Copy exactly the lines of the data below, beginning with the line with "If you could drop a marker on the sunglasses" and ending with the line with "If you could drop a marker on the rainbow". Pictures are to be omitted.

● ● ● ● ●

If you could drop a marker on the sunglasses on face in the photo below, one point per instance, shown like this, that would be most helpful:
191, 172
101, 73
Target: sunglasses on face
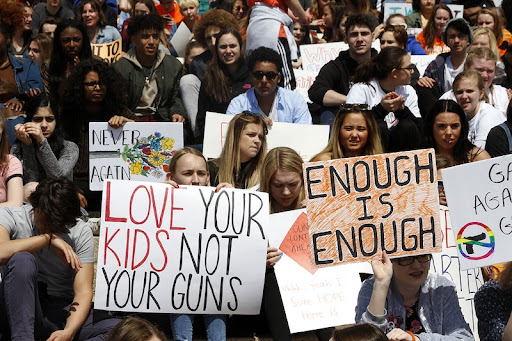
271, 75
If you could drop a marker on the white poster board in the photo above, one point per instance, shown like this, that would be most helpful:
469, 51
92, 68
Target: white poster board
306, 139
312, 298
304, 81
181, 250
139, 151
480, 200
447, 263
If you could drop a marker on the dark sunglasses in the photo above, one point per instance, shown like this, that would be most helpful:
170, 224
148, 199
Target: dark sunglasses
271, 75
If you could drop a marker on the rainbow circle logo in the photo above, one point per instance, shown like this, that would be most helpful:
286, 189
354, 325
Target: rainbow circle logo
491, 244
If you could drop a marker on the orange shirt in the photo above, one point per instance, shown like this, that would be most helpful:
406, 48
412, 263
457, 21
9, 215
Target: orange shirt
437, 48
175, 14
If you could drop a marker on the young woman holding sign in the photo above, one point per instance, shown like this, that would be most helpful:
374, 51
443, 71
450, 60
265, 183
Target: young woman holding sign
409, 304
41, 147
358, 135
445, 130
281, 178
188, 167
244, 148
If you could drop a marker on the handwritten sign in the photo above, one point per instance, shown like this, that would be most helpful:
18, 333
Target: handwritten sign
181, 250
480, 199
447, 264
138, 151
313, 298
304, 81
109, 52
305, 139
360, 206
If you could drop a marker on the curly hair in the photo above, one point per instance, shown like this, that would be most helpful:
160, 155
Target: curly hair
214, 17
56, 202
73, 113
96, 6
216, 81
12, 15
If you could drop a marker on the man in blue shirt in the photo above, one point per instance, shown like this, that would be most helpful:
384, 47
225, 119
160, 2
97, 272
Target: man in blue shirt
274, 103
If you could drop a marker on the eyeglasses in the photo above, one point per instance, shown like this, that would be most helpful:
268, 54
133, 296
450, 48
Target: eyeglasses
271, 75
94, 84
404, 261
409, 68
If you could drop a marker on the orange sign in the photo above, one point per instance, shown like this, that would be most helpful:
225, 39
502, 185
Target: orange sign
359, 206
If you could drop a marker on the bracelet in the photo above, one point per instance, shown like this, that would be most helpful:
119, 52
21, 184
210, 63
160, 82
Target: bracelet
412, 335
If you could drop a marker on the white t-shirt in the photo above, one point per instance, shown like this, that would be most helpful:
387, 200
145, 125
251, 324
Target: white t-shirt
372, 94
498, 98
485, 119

● ● ● ● ●

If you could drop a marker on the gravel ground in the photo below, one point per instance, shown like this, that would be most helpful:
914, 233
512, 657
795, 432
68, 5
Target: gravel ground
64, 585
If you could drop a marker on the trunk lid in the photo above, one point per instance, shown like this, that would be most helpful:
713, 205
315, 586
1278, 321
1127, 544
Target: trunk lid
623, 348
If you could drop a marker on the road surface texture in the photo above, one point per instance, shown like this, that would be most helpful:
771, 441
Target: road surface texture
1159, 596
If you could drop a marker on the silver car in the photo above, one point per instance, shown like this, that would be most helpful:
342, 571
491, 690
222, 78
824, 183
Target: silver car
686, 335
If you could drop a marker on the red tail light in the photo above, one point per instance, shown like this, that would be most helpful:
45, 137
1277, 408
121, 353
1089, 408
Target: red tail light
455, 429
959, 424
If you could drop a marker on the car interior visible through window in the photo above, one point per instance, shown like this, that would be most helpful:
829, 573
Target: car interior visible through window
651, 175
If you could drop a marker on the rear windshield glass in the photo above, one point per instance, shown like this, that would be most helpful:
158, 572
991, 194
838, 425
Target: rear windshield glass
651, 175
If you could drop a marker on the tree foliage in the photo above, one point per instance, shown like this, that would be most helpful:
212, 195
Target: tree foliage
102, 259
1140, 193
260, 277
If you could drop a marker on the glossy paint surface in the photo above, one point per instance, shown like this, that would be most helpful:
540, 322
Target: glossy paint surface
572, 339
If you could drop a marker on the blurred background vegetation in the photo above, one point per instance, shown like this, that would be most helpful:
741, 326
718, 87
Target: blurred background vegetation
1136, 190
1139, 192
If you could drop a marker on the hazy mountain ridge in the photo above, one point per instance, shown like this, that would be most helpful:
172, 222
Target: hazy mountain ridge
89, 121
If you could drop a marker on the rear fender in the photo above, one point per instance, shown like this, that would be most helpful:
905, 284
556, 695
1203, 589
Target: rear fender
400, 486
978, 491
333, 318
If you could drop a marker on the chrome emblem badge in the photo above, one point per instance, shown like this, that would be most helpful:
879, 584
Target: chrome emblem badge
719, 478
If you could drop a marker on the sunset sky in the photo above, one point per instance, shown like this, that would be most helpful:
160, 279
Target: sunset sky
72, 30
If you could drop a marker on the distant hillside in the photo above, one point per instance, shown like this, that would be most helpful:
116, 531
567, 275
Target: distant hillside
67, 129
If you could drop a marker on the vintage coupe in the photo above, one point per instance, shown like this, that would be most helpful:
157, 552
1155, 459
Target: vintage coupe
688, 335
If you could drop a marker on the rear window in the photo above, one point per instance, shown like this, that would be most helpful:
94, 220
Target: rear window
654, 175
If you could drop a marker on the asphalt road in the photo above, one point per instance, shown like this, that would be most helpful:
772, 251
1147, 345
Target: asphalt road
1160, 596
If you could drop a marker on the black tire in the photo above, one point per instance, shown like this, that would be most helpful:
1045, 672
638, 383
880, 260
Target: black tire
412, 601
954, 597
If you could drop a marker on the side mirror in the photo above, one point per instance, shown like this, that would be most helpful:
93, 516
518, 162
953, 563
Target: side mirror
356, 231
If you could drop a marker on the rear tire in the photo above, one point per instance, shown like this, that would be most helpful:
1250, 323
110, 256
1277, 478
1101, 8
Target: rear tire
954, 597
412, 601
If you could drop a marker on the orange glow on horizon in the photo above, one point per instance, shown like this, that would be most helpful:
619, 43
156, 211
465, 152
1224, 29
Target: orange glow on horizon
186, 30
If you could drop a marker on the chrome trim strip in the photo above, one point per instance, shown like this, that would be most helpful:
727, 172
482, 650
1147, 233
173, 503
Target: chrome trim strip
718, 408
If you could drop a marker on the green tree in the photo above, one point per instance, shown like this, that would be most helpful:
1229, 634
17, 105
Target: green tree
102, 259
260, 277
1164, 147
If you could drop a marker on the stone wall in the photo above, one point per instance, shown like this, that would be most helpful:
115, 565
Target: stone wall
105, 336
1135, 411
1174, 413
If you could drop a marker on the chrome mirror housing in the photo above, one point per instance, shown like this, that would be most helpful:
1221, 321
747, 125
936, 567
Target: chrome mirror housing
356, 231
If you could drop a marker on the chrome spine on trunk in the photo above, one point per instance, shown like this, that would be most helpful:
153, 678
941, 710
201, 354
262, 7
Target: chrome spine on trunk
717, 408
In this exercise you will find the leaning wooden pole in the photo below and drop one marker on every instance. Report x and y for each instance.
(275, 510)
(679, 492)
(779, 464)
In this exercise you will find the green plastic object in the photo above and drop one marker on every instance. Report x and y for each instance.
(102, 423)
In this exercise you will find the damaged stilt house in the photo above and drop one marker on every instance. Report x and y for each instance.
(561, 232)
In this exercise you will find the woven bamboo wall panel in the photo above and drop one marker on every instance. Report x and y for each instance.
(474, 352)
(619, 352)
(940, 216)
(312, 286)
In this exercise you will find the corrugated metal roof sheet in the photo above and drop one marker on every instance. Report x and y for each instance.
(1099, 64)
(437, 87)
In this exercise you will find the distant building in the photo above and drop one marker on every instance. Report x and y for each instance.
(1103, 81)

● ● ● ● ●

# Result of this exercise:
If you could drop a marker on the sunglasses on face in the photo below, one point per instance, shown like this, that would be most helpful:
191, 172
101, 73
Target: sunglasses on face
271, 75
If you could drop a marker on the white poster board in the photo above, one point per instance, shown like this, that would be most helpful:
469, 51
92, 68
Target: white poster board
306, 139
312, 298
304, 81
181, 250
139, 151
480, 200
447, 263
If you could drop a marker on the dark sunglasses in the photo above, one point per instance, shown like this, that would be most helpful:
170, 224
148, 199
Target: dark sunglasses
271, 75
If you could drop a marker on the rainbow circle logo in the photo above, one point per instance, shown like this, that would be most helpful:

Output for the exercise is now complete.